-- Start of Records for the exercise --
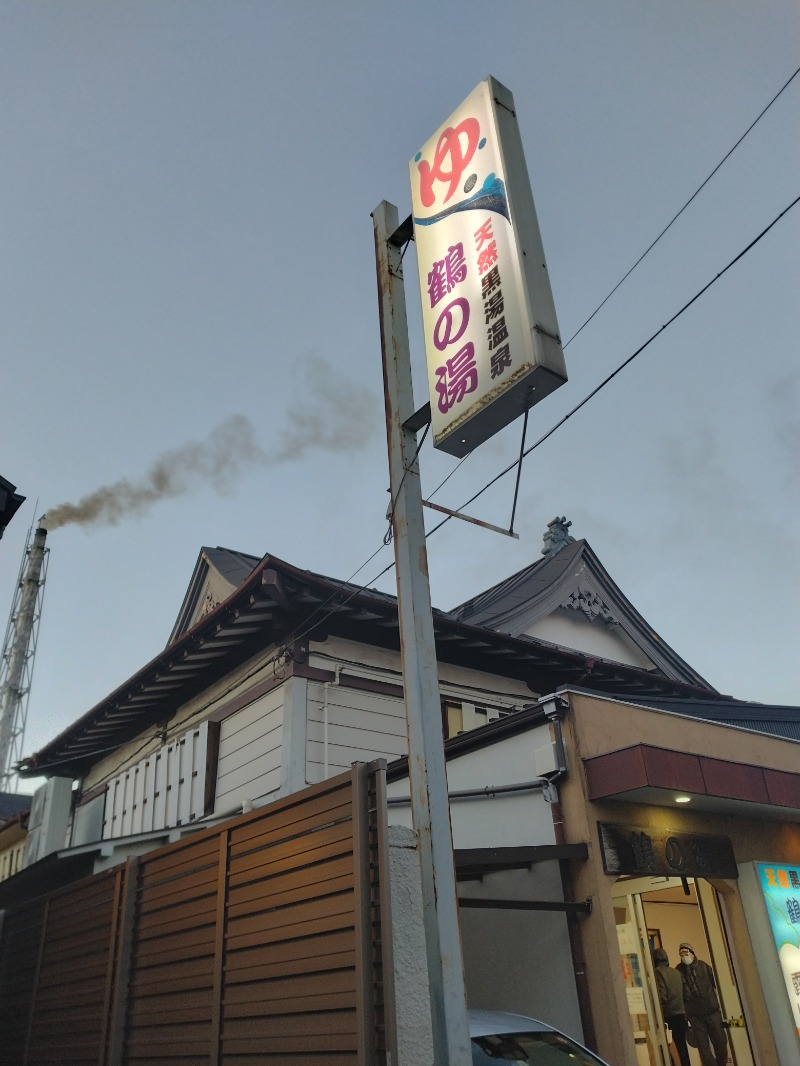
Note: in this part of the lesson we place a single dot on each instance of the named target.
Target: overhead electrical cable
(622, 366)
(677, 215)
(653, 243)
(282, 652)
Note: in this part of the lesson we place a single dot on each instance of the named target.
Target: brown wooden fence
(261, 940)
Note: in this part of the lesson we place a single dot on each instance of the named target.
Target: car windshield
(539, 1049)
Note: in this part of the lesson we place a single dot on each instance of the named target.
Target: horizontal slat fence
(262, 940)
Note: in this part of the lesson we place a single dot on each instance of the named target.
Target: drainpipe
(326, 689)
(556, 707)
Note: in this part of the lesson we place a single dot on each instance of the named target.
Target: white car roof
(485, 1022)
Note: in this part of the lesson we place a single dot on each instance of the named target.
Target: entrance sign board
(493, 346)
(781, 888)
(643, 850)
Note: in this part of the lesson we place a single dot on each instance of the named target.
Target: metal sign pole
(427, 776)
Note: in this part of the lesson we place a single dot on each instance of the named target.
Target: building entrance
(664, 913)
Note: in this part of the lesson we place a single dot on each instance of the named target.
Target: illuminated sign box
(492, 340)
(781, 887)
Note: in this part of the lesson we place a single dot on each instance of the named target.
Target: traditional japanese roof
(277, 603)
(774, 719)
(217, 574)
(570, 585)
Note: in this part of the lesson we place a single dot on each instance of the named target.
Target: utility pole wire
(676, 216)
(622, 366)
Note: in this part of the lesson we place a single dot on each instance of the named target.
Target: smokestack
(17, 655)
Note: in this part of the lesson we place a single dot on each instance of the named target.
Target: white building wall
(251, 752)
(349, 725)
(414, 1032)
(593, 638)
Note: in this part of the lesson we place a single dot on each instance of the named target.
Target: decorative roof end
(557, 536)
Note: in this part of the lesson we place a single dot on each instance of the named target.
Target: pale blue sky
(186, 192)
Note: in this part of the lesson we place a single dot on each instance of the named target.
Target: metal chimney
(19, 646)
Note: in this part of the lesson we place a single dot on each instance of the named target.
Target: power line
(622, 366)
(650, 246)
(677, 215)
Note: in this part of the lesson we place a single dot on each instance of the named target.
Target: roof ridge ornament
(557, 536)
(590, 603)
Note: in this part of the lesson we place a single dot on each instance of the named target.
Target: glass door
(662, 913)
(644, 1016)
(722, 963)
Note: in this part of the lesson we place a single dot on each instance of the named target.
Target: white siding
(361, 726)
(162, 790)
(251, 752)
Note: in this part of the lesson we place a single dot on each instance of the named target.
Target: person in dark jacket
(670, 986)
(702, 1006)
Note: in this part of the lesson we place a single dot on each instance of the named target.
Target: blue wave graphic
(490, 197)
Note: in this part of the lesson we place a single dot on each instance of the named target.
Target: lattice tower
(19, 649)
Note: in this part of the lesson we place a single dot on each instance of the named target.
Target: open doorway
(662, 913)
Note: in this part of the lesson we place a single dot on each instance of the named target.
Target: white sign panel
(492, 340)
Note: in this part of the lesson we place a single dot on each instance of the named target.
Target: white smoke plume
(336, 416)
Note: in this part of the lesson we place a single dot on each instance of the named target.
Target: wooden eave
(280, 604)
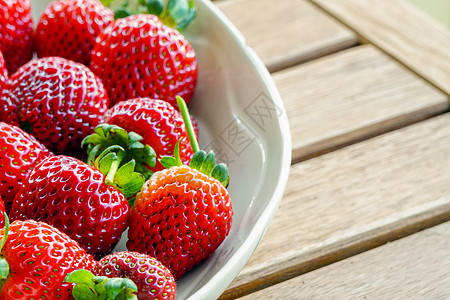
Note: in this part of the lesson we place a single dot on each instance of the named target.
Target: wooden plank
(353, 199)
(349, 96)
(401, 30)
(288, 32)
(416, 267)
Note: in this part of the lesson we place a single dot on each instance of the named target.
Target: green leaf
(84, 292)
(168, 161)
(155, 7)
(4, 269)
(104, 165)
(208, 164)
(80, 277)
(220, 172)
(124, 172)
(197, 159)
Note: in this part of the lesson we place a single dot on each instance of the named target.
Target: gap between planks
(352, 200)
(351, 96)
(416, 267)
(279, 35)
(401, 30)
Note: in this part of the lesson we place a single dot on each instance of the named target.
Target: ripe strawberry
(152, 278)
(39, 257)
(138, 56)
(16, 32)
(56, 100)
(182, 214)
(2, 213)
(19, 153)
(3, 73)
(68, 28)
(72, 196)
(88, 203)
(157, 121)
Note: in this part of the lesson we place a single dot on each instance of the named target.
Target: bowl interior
(241, 118)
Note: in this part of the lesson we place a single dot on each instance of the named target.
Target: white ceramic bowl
(242, 118)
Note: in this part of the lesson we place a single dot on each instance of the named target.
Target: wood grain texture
(401, 30)
(288, 32)
(350, 96)
(353, 199)
(416, 267)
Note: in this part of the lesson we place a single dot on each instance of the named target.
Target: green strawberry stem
(205, 163)
(174, 13)
(88, 286)
(121, 157)
(4, 266)
(182, 106)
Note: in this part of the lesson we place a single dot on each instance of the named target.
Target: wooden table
(366, 213)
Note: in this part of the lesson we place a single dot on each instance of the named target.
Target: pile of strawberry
(95, 139)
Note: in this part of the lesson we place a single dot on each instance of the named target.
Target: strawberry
(16, 32)
(138, 56)
(56, 100)
(68, 28)
(3, 73)
(19, 153)
(35, 258)
(152, 278)
(2, 213)
(157, 121)
(89, 203)
(182, 214)
(72, 196)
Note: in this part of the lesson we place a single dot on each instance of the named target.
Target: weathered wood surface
(400, 30)
(287, 32)
(349, 96)
(351, 200)
(416, 267)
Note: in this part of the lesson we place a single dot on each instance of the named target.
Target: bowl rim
(237, 261)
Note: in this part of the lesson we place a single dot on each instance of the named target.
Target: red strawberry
(2, 213)
(3, 73)
(39, 257)
(158, 122)
(19, 153)
(183, 213)
(89, 203)
(68, 28)
(16, 32)
(138, 56)
(56, 100)
(152, 278)
(73, 197)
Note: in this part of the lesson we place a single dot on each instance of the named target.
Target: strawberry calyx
(205, 163)
(121, 157)
(88, 286)
(4, 266)
(174, 13)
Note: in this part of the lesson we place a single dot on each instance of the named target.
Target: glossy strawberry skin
(3, 73)
(138, 56)
(153, 279)
(19, 153)
(57, 101)
(16, 32)
(72, 196)
(180, 217)
(157, 121)
(2, 213)
(39, 257)
(68, 29)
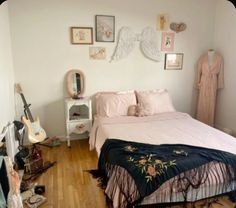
-- End of Records for the exercise --
- Short problem: Pull out every line of the data above that contains the string "strawberry", matching case exactly.

- Expected answer:
Target: ripe strawberry
Target: green strawberry stem
Target: pile of strawberry
Target: strawberry
Target: red strawberry
Target: strawberry calyx
Target: glossy strawberry skin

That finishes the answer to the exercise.